■ Exercise task
Copy the lines of the records below verbatim, beginning with the line containing "Please tag the man's forearm" and continuing through the line containing "column 177, row 54", both included.

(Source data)
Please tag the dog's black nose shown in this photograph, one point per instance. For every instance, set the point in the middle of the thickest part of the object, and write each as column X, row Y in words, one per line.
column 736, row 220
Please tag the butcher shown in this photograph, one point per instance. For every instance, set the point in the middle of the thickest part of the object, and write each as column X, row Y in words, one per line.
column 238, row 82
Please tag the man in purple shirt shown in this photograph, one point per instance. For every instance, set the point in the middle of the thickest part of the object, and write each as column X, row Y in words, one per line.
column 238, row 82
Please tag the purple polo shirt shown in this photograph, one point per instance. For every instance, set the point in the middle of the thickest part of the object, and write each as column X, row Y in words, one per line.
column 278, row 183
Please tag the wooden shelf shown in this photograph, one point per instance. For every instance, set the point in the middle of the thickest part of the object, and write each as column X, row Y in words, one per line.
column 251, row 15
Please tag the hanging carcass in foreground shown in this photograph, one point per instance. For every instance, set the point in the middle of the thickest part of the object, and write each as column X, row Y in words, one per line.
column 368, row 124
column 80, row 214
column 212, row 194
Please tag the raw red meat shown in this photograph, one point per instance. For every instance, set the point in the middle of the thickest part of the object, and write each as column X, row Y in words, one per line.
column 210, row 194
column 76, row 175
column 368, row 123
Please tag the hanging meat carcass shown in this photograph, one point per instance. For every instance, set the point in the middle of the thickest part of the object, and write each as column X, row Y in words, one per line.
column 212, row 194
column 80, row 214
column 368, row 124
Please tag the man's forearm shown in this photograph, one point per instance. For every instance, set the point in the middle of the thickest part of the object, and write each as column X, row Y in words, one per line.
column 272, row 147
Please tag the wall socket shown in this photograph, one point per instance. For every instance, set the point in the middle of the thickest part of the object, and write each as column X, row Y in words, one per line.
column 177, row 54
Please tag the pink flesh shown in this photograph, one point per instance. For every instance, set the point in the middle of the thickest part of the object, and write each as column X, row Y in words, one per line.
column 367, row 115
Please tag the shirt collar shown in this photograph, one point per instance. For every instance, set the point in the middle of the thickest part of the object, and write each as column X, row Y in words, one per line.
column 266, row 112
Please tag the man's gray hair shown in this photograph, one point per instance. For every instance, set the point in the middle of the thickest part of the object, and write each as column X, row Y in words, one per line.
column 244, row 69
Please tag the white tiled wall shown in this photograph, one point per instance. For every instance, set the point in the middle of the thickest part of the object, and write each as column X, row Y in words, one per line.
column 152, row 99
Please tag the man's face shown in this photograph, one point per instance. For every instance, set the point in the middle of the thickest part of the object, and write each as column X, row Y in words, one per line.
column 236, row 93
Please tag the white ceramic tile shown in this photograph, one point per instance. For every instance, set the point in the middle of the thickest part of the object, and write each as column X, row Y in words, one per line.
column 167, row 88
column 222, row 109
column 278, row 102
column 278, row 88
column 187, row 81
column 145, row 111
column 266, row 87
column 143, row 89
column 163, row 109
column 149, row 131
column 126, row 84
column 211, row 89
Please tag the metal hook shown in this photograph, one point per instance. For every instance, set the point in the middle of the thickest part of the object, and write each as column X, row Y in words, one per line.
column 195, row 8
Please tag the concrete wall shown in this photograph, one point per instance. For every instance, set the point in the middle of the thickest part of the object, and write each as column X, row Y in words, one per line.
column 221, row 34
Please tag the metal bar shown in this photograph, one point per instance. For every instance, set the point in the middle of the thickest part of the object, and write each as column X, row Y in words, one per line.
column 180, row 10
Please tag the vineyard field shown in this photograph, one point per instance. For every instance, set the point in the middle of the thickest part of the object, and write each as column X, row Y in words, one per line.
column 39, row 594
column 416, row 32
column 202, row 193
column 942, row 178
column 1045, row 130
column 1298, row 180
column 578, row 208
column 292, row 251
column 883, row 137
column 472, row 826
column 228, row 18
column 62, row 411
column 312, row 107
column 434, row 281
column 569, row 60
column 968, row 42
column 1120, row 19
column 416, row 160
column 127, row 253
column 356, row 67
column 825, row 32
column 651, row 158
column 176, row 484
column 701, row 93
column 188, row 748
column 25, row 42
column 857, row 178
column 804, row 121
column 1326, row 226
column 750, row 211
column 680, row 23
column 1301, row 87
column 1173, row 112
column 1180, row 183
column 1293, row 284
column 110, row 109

■ Answer to this exercise
Please tag the man's forearm shown in this photograph, one point per instance. For every instance, set the point in the middle of the thickest part of the object, and write each as column X, row Y in words, one per line.
column 272, row 147
Please tag the wall socket shown in this photograph, one point per instance. For every instance, set the point in the middle of the thickest part of the object, and write each as column X, row Y in words, one per line.
column 177, row 54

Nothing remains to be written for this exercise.